- **THE TASK**
Arrange as a numbered list only the part of the records that opens with the line containing "baseboard, reported as integer pixel coordinates." and closes at the end of the records, leaving out any blank lines.

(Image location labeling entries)
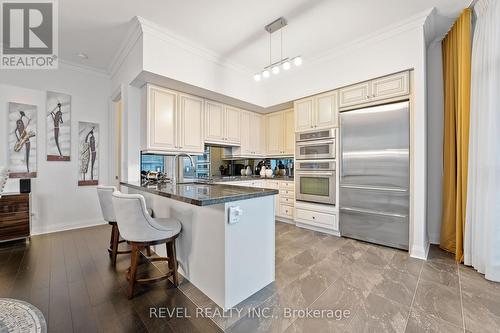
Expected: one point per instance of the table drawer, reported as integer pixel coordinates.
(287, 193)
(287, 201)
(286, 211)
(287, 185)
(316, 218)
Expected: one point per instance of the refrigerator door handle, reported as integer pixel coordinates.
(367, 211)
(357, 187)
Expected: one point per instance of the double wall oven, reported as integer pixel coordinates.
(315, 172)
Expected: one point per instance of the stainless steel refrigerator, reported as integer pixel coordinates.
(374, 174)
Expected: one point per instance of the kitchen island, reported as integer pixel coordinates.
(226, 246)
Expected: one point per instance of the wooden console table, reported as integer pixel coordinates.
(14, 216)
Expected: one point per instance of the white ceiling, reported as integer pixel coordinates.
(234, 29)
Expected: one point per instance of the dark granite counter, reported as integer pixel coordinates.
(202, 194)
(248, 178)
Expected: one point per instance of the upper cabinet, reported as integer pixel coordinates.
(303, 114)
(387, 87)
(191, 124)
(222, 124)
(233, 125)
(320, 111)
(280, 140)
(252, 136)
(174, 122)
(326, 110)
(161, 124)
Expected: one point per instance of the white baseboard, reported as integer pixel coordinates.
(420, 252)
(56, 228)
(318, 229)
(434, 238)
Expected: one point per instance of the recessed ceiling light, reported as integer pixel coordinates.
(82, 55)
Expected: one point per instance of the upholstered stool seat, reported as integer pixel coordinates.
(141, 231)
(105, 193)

- **SOLUTION FOR THIS PROBLEM**
1. Expected: one point per instance of the white baseboard, reported as integer pixel coordinates.
2. (420, 252)
3. (56, 228)
4. (318, 229)
5. (434, 238)
6. Expected: one point per instance of the recessed ceiling light, reported as integer pixel coordinates.
7. (82, 55)
8. Expected: one point per instance of the upholstered stool seat, reported as integer pixel coordinates.
9. (141, 231)
10. (105, 193)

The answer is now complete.